- _TASK DETAILS_:
Whenever a line in the entries includes the word "below", copy that line out.
START INFORMATION SUPPLIED
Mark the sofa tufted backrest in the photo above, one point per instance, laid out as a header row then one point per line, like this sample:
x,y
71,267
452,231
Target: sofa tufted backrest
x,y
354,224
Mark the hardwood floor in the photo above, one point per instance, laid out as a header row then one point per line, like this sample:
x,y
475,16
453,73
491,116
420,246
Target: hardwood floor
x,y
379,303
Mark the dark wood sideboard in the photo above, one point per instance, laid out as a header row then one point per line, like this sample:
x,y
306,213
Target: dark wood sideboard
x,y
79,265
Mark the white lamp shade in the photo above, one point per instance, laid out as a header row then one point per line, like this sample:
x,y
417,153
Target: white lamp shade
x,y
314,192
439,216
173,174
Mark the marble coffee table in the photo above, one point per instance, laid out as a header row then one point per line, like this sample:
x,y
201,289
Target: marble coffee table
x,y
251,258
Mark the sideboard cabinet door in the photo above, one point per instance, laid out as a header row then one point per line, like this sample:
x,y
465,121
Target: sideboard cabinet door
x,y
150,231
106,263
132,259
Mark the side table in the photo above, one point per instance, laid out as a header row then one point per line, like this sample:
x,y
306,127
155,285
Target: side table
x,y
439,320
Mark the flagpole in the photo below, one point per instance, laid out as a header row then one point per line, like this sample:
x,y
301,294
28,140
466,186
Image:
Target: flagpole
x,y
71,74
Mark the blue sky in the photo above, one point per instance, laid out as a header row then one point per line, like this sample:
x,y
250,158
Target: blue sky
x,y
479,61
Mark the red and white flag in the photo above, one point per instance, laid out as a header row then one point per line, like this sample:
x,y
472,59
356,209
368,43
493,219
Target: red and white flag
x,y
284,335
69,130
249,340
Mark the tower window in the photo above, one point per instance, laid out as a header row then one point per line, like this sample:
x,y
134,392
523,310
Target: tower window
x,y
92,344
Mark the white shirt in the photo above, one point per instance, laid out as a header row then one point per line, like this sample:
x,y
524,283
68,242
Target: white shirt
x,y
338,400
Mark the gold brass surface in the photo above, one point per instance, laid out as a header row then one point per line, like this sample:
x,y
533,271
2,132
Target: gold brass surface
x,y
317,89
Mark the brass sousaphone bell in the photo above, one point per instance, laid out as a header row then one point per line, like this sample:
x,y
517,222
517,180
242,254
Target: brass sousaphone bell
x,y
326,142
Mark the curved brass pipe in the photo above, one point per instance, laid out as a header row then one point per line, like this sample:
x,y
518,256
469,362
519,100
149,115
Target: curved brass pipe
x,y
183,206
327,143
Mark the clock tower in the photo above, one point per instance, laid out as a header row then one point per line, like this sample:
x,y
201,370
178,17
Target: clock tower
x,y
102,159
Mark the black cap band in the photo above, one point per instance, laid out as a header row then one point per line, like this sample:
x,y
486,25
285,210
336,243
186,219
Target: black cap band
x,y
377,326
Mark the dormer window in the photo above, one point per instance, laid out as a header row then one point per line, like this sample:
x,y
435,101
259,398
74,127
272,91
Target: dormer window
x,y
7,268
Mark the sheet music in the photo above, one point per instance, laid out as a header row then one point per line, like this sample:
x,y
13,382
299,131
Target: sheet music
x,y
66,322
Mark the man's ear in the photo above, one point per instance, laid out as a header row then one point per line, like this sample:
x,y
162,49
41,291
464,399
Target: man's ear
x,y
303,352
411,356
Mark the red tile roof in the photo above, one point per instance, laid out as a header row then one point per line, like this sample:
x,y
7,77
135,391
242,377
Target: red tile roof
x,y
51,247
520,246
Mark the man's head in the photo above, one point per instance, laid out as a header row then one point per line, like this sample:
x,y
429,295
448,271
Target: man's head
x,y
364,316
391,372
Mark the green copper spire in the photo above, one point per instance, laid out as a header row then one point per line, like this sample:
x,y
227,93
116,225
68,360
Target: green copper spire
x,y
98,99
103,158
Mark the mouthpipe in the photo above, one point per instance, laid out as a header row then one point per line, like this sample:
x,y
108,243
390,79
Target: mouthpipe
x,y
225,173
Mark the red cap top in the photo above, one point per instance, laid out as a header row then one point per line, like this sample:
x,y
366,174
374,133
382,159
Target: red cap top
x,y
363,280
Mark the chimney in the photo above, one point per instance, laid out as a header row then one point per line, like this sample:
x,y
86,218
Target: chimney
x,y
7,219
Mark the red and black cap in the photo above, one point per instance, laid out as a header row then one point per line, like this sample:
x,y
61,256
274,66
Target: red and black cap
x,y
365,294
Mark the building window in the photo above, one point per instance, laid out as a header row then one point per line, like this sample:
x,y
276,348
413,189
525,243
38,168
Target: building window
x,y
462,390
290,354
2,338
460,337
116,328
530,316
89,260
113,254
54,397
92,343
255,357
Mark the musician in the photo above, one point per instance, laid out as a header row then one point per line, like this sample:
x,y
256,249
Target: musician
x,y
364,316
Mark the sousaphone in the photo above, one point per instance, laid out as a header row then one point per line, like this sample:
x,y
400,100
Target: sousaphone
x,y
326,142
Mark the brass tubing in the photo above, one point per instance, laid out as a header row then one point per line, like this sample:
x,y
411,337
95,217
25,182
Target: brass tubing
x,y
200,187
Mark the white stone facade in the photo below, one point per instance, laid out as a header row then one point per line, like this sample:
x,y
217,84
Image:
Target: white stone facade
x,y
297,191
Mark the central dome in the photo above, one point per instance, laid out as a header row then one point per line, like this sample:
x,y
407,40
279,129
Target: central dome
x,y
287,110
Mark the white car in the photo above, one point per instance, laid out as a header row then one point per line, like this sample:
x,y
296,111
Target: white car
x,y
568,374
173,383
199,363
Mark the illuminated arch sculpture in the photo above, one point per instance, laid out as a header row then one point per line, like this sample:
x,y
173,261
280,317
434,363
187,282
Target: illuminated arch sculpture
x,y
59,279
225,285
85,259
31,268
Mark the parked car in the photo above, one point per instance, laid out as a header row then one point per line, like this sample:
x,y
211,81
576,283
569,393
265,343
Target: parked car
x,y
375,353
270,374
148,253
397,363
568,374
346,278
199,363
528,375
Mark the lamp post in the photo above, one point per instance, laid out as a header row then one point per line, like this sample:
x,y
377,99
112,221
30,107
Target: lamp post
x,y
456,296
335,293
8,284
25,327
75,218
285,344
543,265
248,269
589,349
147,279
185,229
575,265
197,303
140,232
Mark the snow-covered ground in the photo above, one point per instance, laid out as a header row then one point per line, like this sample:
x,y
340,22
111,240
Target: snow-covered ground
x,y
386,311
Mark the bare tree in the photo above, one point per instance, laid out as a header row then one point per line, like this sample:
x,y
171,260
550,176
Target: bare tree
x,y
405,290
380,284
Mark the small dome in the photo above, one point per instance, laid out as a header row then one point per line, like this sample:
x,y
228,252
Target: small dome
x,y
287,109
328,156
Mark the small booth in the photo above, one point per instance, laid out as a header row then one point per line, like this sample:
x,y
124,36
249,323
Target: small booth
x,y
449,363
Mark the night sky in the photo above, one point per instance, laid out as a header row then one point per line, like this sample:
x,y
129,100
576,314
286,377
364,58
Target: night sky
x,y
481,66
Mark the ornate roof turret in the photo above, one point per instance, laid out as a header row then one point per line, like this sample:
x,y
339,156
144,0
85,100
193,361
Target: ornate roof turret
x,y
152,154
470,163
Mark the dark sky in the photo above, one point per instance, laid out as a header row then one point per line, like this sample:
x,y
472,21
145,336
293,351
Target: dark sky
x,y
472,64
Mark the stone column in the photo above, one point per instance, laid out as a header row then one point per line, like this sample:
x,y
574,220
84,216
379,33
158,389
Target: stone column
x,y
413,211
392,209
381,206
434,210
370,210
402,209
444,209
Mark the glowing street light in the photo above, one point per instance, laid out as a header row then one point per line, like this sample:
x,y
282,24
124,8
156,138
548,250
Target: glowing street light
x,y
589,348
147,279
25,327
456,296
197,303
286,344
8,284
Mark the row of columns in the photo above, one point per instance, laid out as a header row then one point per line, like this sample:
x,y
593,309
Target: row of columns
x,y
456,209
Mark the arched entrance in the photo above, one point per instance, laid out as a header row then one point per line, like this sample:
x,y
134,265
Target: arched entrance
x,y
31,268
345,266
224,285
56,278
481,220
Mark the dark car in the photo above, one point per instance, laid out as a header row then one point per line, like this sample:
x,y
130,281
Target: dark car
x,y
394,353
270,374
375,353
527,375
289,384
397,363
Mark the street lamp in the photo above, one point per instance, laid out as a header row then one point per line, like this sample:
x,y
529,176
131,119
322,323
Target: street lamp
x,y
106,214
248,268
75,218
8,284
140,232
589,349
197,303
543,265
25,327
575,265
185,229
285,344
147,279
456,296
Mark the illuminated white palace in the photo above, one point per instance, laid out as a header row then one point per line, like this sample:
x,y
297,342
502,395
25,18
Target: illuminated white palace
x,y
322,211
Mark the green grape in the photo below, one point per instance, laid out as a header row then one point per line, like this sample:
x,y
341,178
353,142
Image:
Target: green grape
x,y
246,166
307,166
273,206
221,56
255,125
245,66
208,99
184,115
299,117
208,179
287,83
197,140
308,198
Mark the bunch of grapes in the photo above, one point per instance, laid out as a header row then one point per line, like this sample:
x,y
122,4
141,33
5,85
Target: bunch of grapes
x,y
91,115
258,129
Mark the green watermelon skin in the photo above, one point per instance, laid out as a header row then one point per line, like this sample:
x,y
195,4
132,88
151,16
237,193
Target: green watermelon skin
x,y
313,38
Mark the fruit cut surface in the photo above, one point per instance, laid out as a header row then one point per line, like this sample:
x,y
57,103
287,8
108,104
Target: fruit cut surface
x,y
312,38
END INFORMATION SUPPLIED
- _ANSWER AREA_:
Mark the flagpole in the photo below, one point per instance, laid out as a header row then one point per line, like this sample:
Mark the white stone facade in the photo below, one point per instance, laid out as a header row then one point per line, like this sample:
Mark the green grape in the photo below, one point per instance, laid out as a header row then one point per line, like this sample:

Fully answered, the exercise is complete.